Only a verbal connection to the rest of this post, but I enjoyed Stephen Burt's post about Bob Mould, formerly of Hüsker Dü, and esp. Mould's comment about the parallels between "bear culture" and punk rock culture.

Saturday, July 9, 2011

All roads lead to the temperance literature

Elephantine readers! I had an irritating free-food experience today. On my way to work this morning I nearly walked into a sign somewhere saying there would be free food at noon. Naturally I went back at noon for the free food, to find nothing but sesame sticks, lukewarm lemonade, and cupcakes next to a sign saying "LET THEM EAT CAKE" -- funny at some level but very disruptive. The advertising was horribly misleading, I think: free food at noon is a technical term that means lunch, not snacks and definitely not cake. 

When I IM'ed CWA to vent about this she responded with a "no free lunch" joke, which led to my poking around in Google n-grams for "free lunch" and coming upon the free lunch chapter in Substitutes for the Saloon (which, as you no doubt remember, I had previously blogged about):
The free lunch is free only in the sense that when a
man has bought a drink, he is not charged for eating. [...] 
The quality of these lunches varies a good deal. Where 
the competition is not great, or where the license is 
high, the free lunch is not so attractive. In Boston, 
New York, Baltimore, and Philadelphia the ordinary 
saloons certainly do not serve a very abundant or a 
very appetizing free lunch. Usually this lunch is cold. 
Where a hot lunch is found, it will almost always con- 
sist of soup with bread. The cold lunch is generally 
made up of the following articles : Bread, crackers, 
and wafers ; cheese, bologna sausage, wienerwurst, cold 
eggs, sliced tomatoes, cold meats, salads, pickles and 
other relishes. The demand is commonly for something 
sour or salt. The consumption of pickles, salt meats, 
sauerkraut, and potato salad runs far ahead of anything 
else. The drinking man's stomach seems to crave the 
acid. A workingman does not need to eat very heart- 
ily of the free lunch in order to appease his hunger. 
A slice or two of bread, a few pickles, and a small 
piece of meat with the beer is all that many of them 
eat at noontime. The meagre lunch which many of 
the saloons in our Eastern cities afford is perfectly 
adequate to the needs of a great majority of drinkers.
(It goes on to talk about various things, including racial attitudes toward free lunches in the early years of Jim Crow.)

2.. There was a Language Log post this morning about chemists' (and materials scientists') use of "imbibe" in a "causative" sense -- e.g., "Mixtures of lutidine and water imbibed in porous Vycor" or "[some people] made their composite by imbibing nanoporous gold (pictured) with an electrolyte" -- which turns out to have been the way Chaucer used the word. As Liberman notes,
it seems that the historical progression was exactly the reverse of what I expected: first the causative subject-causes-object-to-take-in-liquid, then the metaphorical sense of drinking in ideas, and last the simple subject-takes-in-liquid. Go figure.

◆ SOURCE DATA ◆
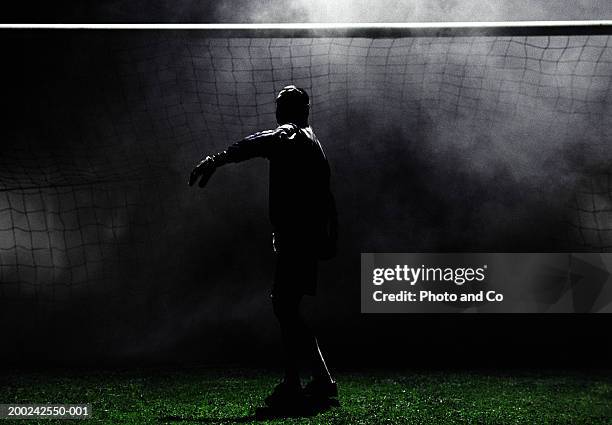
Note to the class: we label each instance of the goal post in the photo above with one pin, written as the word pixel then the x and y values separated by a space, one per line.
pixel 87 206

◆ EXERCISE OBJECTIVE ◆
Repeat the free-food blog post word for word, starting at "(It goes on" and ending at "subject-takes-in-liquid. Go figure.".

◆ SOLUTION FOR THIS EXERCISE ◆
(It goes on to talk about various things, including racial attitudes toward free lunches in the early years of Jim Crow.)

2.. There was a Language Log post this morning about chemists' (and materials scientists') use of "imbibe" in a "causative" sense -- e.g., "Mixtures of lutidine and water imbibed in porous Vycor" or "[some people] made their composite by imbibing nanoporous gold (pictured) with an electrolyte" -- which turns out to have been the way Chaucer used the word. As Liberman notes,
it seems that the historical progression was exactly the reverse of what I expected: first the causative subject-causes-object-to-take-in-liquid, then the metaphorical sense of drinking in ideas, and last the simple subject-takes-in-liquid. Go figure.